## begin
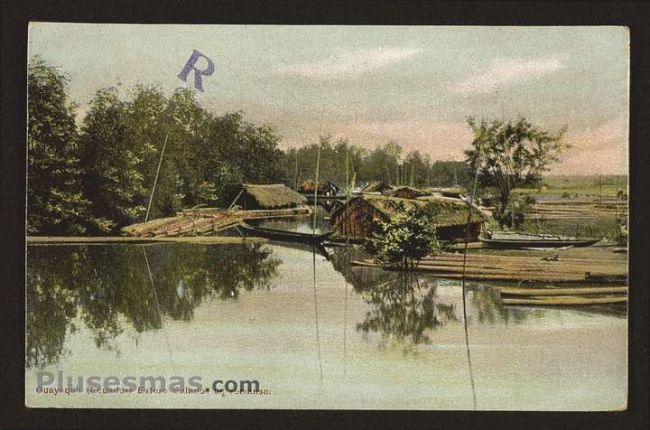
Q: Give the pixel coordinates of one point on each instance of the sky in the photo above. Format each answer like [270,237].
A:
[416,85]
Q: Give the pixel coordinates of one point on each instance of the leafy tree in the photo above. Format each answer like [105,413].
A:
[55,204]
[405,239]
[112,156]
[510,154]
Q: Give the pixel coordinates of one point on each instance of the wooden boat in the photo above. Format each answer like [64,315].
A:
[565,300]
[561,291]
[284,235]
[525,240]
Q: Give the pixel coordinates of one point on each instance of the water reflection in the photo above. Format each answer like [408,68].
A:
[105,285]
[405,308]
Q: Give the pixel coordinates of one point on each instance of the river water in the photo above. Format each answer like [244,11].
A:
[311,330]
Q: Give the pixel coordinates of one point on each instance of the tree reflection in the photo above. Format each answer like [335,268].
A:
[404,310]
[108,286]
[489,308]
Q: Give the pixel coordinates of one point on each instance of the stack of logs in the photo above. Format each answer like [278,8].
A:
[201,222]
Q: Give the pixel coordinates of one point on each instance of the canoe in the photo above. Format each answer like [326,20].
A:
[284,235]
[536,243]
[565,301]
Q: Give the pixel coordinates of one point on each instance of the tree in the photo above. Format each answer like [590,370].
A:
[405,239]
[55,204]
[112,156]
[511,154]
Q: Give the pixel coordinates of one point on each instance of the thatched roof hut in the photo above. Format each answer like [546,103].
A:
[272,196]
[359,218]
[324,188]
[376,187]
[407,193]
[455,192]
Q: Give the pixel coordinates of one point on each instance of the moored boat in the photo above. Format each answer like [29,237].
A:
[525,240]
[284,235]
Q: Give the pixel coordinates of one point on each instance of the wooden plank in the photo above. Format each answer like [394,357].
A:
[104,240]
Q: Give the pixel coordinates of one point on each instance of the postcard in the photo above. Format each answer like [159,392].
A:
[327,217]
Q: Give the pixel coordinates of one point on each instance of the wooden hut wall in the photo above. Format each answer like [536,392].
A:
[357,220]
[407,193]
[456,233]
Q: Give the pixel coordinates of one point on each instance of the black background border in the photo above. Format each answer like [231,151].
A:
[14,19]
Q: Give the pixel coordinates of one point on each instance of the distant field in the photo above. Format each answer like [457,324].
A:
[578,205]
[582,186]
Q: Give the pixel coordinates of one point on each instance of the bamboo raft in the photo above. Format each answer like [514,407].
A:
[563,296]
[521,268]
[206,221]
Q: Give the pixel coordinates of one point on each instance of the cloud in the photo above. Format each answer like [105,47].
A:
[603,149]
[442,140]
[348,63]
[505,73]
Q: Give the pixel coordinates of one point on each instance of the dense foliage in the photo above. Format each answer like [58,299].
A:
[508,154]
[54,195]
[405,239]
[97,176]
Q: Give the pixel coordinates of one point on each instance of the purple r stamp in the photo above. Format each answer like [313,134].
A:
[198,73]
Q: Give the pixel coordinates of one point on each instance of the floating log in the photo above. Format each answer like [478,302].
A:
[565,301]
[503,269]
[605,277]
[561,291]
[205,221]
[103,240]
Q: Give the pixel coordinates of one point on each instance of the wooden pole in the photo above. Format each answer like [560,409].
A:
[296,170]
[155,181]
[347,173]
[316,188]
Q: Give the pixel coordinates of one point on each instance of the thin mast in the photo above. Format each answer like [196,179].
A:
[155,181]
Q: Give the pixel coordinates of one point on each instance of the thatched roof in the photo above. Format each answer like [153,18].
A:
[447,211]
[446,190]
[274,195]
[376,187]
[322,186]
[408,190]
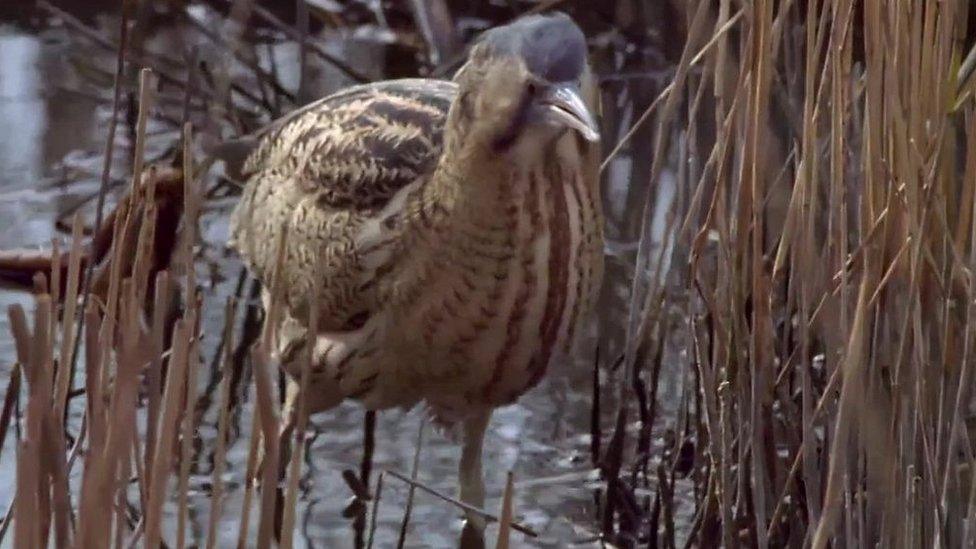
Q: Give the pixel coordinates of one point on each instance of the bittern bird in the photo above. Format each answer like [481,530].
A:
[448,233]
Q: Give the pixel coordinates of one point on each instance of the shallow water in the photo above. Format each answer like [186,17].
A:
[51,142]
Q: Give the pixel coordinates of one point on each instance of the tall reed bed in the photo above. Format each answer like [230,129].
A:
[814,285]
[793,360]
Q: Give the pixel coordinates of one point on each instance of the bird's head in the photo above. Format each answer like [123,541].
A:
[524,81]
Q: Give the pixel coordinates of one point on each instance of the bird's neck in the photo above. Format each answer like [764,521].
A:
[472,184]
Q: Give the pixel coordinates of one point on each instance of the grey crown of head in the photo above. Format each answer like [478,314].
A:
[552,46]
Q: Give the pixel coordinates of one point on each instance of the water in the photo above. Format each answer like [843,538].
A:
[52,131]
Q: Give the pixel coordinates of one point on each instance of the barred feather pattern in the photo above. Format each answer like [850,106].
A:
[444,276]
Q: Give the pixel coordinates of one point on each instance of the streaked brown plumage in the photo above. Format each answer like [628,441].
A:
[456,227]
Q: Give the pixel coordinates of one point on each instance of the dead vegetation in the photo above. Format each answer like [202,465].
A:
[786,336]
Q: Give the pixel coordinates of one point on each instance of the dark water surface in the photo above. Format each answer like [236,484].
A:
[52,132]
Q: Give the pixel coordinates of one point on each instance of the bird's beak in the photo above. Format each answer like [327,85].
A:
[564,105]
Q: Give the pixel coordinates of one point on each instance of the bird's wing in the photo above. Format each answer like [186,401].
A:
[326,172]
[361,145]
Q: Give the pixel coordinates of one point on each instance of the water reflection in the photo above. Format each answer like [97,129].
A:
[41,122]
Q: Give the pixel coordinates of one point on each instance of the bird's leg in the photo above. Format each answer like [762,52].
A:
[470,476]
[289,415]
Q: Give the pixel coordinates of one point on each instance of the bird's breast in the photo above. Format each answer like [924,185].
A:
[505,286]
## end
_Exercise prompt_:
Copy the part of the entries that opens with the line containing "answer like [924,185]." and runs through the end of the entries, keeping every line exactly the same.

_Response below_:
Q: Give the pixel coordinates of one point on each instance of the bird's breast in the photo above. Format each answer like [924,185].
A:
[505,286]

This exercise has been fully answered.